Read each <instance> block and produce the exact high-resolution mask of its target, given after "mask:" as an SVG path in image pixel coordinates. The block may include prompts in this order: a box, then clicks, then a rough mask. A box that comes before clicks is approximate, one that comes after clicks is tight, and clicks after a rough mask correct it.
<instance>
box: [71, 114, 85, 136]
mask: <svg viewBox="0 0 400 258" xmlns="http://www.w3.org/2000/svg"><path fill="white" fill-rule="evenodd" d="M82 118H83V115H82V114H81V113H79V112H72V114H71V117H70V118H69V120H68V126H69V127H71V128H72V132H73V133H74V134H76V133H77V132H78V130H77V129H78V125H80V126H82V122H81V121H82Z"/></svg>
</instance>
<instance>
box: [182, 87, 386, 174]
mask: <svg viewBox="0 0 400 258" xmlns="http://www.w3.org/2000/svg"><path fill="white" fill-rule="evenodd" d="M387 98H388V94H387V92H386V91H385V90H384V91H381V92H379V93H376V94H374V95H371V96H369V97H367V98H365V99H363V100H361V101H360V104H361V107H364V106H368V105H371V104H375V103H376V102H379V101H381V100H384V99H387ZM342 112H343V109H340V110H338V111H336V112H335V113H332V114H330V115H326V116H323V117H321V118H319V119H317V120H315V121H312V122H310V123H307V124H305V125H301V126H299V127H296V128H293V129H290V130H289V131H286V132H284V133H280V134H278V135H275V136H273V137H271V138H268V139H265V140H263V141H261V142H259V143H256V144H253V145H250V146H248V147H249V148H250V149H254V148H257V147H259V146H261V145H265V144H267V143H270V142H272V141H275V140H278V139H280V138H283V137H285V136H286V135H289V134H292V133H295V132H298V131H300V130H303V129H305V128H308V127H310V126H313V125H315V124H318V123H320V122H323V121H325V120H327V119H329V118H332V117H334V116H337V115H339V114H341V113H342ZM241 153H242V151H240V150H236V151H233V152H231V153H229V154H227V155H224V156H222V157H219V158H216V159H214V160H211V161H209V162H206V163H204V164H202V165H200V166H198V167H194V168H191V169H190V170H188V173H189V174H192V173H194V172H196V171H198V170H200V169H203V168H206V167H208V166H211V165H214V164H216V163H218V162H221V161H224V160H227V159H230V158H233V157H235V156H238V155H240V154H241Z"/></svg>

*Task brief*. What is needed here is an exact copy of every record.

*Output*.
Read each <instance> block and produce the exact high-resolution mask of its target, given after "mask:" as an SVG path in image pixel coordinates. The block may include prompts in this order: a box, then clicks, then a rough mask. A box that comes before clicks is approximate, one that comes after clicks is tight, and clicks after a rough mask correct it.
<instance>
box: [71, 114, 85, 136]
mask: <svg viewBox="0 0 400 258" xmlns="http://www.w3.org/2000/svg"><path fill="white" fill-rule="evenodd" d="M82 118H83V115H82V114H81V113H79V112H72V114H71V117H70V118H69V120H68V126H69V127H71V128H72V132H73V133H74V134H76V133H77V132H78V130H77V129H78V125H80V126H82V122H81V121H82Z"/></svg>
</instance>
<instance>
box: [182, 87, 386, 174]
mask: <svg viewBox="0 0 400 258" xmlns="http://www.w3.org/2000/svg"><path fill="white" fill-rule="evenodd" d="M387 98H388V94H387V92H386V91H385V90H384V91H381V92H379V93H376V94H374V95H371V96H369V97H367V98H365V99H363V100H361V101H360V104H361V107H364V106H368V105H371V104H375V103H376V102H379V101H381V100H384V99H387ZM342 112H343V109H340V110H338V111H336V112H335V113H332V114H330V115H326V116H323V117H321V118H319V119H317V120H315V121H312V122H310V123H307V124H305V125H301V126H299V127H296V128H293V129H290V130H289V131H286V132H284V133H280V134H278V135H275V136H273V137H271V138H268V139H265V140H263V141H261V142H259V143H256V144H253V145H250V146H248V147H249V148H250V149H254V148H257V147H259V146H261V145H265V144H267V143H270V142H272V141H275V140H278V139H280V138H283V137H285V136H286V135H289V134H292V133H295V132H298V131H300V130H303V129H305V128H308V127H310V126H313V125H315V124H318V123H320V122H323V121H325V120H327V119H329V118H332V117H334V116H337V115H339V114H341V113H342ZM241 153H242V151H240V150H236V151H233V152H231V153H229V154H227V155H224V156H222V157H219V158H216V159H214V160H211V161H209V162H206V163H204V164H202V165H200V166H198V167H194V168H191V169H190V170H188V173H189V174H192V173H194V172H196V171H198V170H200V169H203V168H206V167H208V166H211V165H214V164H216V163H218V162H221V161H224V160H227V159H230V158H233V157H235V156H238V155H240V154H241Z"/></svg>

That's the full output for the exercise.